L’indemnisation des préjudices du salarié après un accident de travail

La victime d’un accident du travail peut obtenir une indemnisation pour les préjudices qu’elle a subi du fait de l’accident.

 

Le principe d’une indemnisation forfaitaire

 

Si la victime d’un accident du travail conserve des séquelles après la consolidation de ses blessures, elle a le droit à une indemnité versée sous forme de capital ou de rente, en fonction du taux d’incapacité permanente fixée par le médecin conseil de la sécurité sociale :

 

  • si le taux d’incapacité permanente est inférieur à 10%, la victime percevra une indemnisation en une fois, sous forme de capital,

 

  • si le taux d’incapacité permanente est supérieur à 10%, la victime percevra une rente.

 

Si l’assuré décède, une rente pourra être versée à ses ayants droit.

 

L’indemnisation versée par la sécurité sociale a pour objet de réparer les préjudices subis par la victime dans sa vie professionnelle en conséquence de l’accident, c’est-à-dire ses pertes de gains professionnels et l’incidence professionnelle de l’incapacité.

 

Ce système d’indemnisation par la sécurité sociale est forfaitaire, c’est-à-dire que le montant de l’indemnité est fixé selon un barème, en fonction du taux d’incapacité permanente.

*Problème court 1*
Recopiez les lignes de données ci-dessous, de la toute première jusqu'à celle qui contient « 152], [48, 81]]] », celle-ci comprise. Laissez les images de côté.
Le texte ci-dessus et les lignes de données n'ont aucun lien entre eux.

*Lignes de données*
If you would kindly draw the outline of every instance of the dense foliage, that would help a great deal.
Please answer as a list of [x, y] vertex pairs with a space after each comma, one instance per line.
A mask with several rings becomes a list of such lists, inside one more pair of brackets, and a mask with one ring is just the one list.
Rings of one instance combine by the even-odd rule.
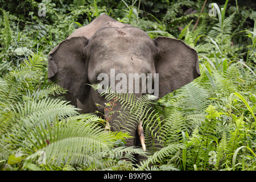
[[[0, 0], [1, 170], [255, 171], [256, 3], [207, 1]], [[49, 52], [102, 13], [199, 53], [201, 76], [159, 101], [110, 96], [145, 114], [146, 152], [48, 81]]]

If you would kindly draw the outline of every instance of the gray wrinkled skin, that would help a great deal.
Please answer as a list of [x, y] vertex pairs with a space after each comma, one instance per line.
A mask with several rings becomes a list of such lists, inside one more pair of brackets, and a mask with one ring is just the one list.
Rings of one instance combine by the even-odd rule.
[[[96, 110], [104, 113], [95, 103], [103, 106], [106, 101], [86, 84], [97, 83], [101, 73], [109, 76], [110, 69], [127, 77], [128, 73], [159, 73], [159, 98], [200, 76], [196, 51], [181, 40], [166, 37], [152, 40], [141, 29], [106, 15], [76, 30], [49, 55], [49, 79], [59, 80], [57, 84], [68, 90], [69, 99], [76, 100], [73, 103], [82, 109], [81, 113]], [[120, 109], [120, 104], [117, 104], [113, 110]], [[118, 115], [115, 114], [109, 121], [111, 130], [125, 130], [121, 122], [113, 121]], [[126, 141], [127, 146], [138, 143], [138, 121], [134, 122], [133, 128], [126, 126], [134, 136]]]

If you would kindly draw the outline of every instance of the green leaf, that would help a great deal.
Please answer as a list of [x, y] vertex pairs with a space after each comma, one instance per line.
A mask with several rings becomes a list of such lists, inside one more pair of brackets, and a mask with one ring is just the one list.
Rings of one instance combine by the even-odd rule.
[[215, 107], [212, 105], [209, 106], [205, 111], [209, 113], [208, 115], [207, 116], [208, 118], [217, 118], [220, 116], [220, 113], [218, 113]]
[[81, 25], [81, 24], [80, 24], [80, 23], [79, 23], [79, 22], [75, 22], [75, 23], [76, 23], [76, 24], [77, 24], [77, 25], [79, 26], [79, 27], [82, 27], [82, 25]]
[[247, 101], [245, 100], [245, 99], [243, 98], [243, 97], [239, 93], [237, 93], [237, 92], [234, 93], [234, 94], [235, 94], [236, 96], [238, 97], [242, 100], [242, 101], [243, 101], [243, 102], [245, 104], [245, 105], [246, 106], [248, 110], [250, 111], [250, 112], [251, 112], [251, 115], [254, 118], [254, 121], [256, 121], [256, 117], [255, 116], [254, 113], [253, 113], [253, 109], [251, 109], [251, 107], [250, 107], [249, 105], [248, 104], [248, 102], [247, 102]]
[[16, 154], [12, 154], [9, 156], [7, 160], [7, 164], [10, 165], [15, 164], [20, 162], [22, 160], [22, 156]]
[[25, 168], [28, 168], [31, 171], [43, 171], [40, 167], [32, 163], [27, 163]]

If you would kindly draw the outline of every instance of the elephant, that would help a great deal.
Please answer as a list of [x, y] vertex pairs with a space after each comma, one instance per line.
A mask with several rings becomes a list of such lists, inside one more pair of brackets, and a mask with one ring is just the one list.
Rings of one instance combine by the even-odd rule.
[[[48, 79], [57, 80], [57, 84], [68, 90], [69, 100], [81, 109], [80, 113], [96, 110], [104, 113], [104, 109], [98, 105], [106, 102], [105, 97], [90, 85], [99, 83], [101, 73], [110, 77], [104, 80], [114, 87], [120, 79], [111, 82], [113, 75], [129, 77], [130, 74], [151, 74], [154, 76], [151, 77], [155, 84], [153, 93], [158, 98], [200, 75], [196, 51], [182, 40], [164, 36], [152, 39], [142, 30], [105, 14], [77, 29], [54, 47], [49, 53], [48, 69]], [[126, 88], [130, 88], [129, 86]], [[134, 93], [136, 98], [152, 93], [152, 89], [143, 92], [140, 88], [135, 92], [135, 88], [131, 88], [129, 93]], [[112, 111], [121, 111], [121, 107], [117, 102]], [[141, 122], [134, 121], [133, 127], [125, 126], [124, 122], [117, 122], [120, 114], [114, 113], [108, 121], [111, 131], [127, 131], [133, 136], [126, 140], [126, 146], [135, 146], [139, 138], [145, 150]]]

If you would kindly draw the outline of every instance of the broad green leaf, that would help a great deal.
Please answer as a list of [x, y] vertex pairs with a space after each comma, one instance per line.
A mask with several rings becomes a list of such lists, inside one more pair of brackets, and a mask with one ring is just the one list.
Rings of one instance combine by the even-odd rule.
[[20, 162], [22, 160], [22, 156], [12, 154], [9, 156], [7, 160], [7, 164], [10, 165], [15, 164]]
[[209, 113], [208, 115], [207, 116], [208, 118], [217, 118], [220, 116], [220, 113], [218, 113], [215, 107], [212, 105], [209, 106], [205, 111]]

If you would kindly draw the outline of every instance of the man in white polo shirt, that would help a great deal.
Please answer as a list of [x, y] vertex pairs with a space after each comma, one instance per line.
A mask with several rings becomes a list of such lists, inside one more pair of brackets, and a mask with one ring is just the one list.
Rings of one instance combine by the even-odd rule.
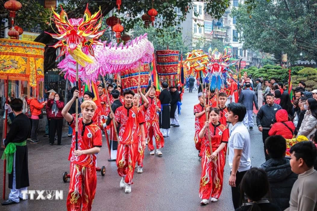
[[242, 122], [247, 113], [245, 106], [240, 103], [232, 103], [227, 107], [227, 121], [233, 126], [228, 142], [229, 165], [231, 169], [229, 184], [231, 186], [232, 202], [236, 209], [239, 207], [239, 185], [246, 172], [251, 167], [250, 135]]

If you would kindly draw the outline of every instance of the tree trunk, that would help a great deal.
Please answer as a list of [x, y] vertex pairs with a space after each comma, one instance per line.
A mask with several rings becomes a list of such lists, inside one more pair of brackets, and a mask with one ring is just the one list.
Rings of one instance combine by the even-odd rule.
[[[101, 8], [102, 14], [106, 15], [111, 11], [115, 6], [115, 2], [109, 3], [104, 2], [100, 2], [98, 4], [98, 7], [100, 6]], [[69, 18], [76, 18], [78, 17], [77, 14], [80, 14], [79, 17], [82, 17], [84, 11], [86, 9], [86, 3], [83, 3], [79, 5], [76, 9], [68, 13]], [[90, 12], [92, 14], [95, 12], [96, 10], [90, 9]], [[54, 28], [54, 30], [57, 31], [57, 29], [55, 24], [52, 24], [52, 26]], [[51, 33], [55, 33], [55, 32], [52, 27], [46, 29], [45, 31]], [[50, 47], [55, 44], [58, 41], [52, 37], [45, 33], [43, 32], [38, 36], [34, 40], [35, 42], [41, 43], [46, 45], [45, 47], [45, 51], [44, 52], [44, 71], [46, 71], [53, 68], [57, 68], [57, 63], [55, 61], [57, 56], [56, 55], [56, 49]]]

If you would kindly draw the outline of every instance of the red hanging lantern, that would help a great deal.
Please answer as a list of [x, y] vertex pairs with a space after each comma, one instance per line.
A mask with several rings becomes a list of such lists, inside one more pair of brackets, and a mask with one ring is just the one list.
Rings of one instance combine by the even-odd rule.
[[121, 37], [121, 32], [123, 31], [124, 28], [120, 24], [117, 24], [112, 27], [112, 30], [116, 32], [116, 38], [117, 38], [117, 42], [119, 43], [119, 39]]
[[126, 42], [129, 41], [131, 39], [130, 36], [126, 34], [125, 34], [121, 36], [121, 39], [124, 41], [124, 44], [126, 44]]
[[147, 12], [147, 13], [151, 17], [151, 21], [152, 22], [152, 26], [154, 26], [154, 21], [155, 20], [155, 16], [158, 15], [158, 11], [154, 8], [152, 8]]
[[116, 4], [118, 6], [118, 10], [120, 10], [120, 5], [121, 5], [121, 0], [117, 0]]
[[14, 29], [11, 29], [8, 32], [8, 35], [12, 38], [16, 39], [17, 37], [19, 37], [19, 32]]
[[10, 17], [15, 17], [16, 11], [22, 8], [22, 4], [16, 0], [9, 0], [4, 3], [4, 8], [10, 11]]
[[115, 16], [112, 16], [109, 17], [106, 20], [106, 23], [108, 26], [110, 26], [113, 30], [113, 26], [117, 24], [121, 24], [121, 21], [120, 18]]
[[21, 35], [23, 33], [23, 29], [20, 26], [14, 26], [14, 29], [19, 32], [19, 35]]
[[142, 20], [144, 21], [144, 28], [147, 29], [150, 26], [150, 21], [151, 20], [151, 17], [146, 13], [144, 13], [142, 16]]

*Problème court 2*
Répondez aux questions suivantes d'après le texte sur l'indemnisation après un accident du travail.
(a) En dessous de quel taux d'incapacité permanente la victime reçoit-elle un capital ?
(b) Qui fixe le taux d'incapacité permanente ?
(c) Que peuvent recevoir les ayants droit si l'assuré décède ?

*Solution rédigée 1*
If you would kindly draw the outline of every instance of the dense foliage, that would help a great deal.
Please answer as a list of [x, y] vertex pairs with a space after each comma, one instance per line.
A mask with several rings becomes a list of such lists, inside one more pair of brackets, and a mask with one ring is just the one list.
Rings of one instance combine by the even-odd rule.
[[[0, 0], [1, 170], [255, 171], [256, 3], [207, 1]], [[49, 52], [102, 13], [199, 53], [201, 76], [159, 101], [110, 96], [145, 114], [146, 152], [48, 81]]]

*Solution rédigée 2*
(a) En dessous de 10 %.
(b) Le médecin conseil de la sécurité sociale.
(c) Une rente.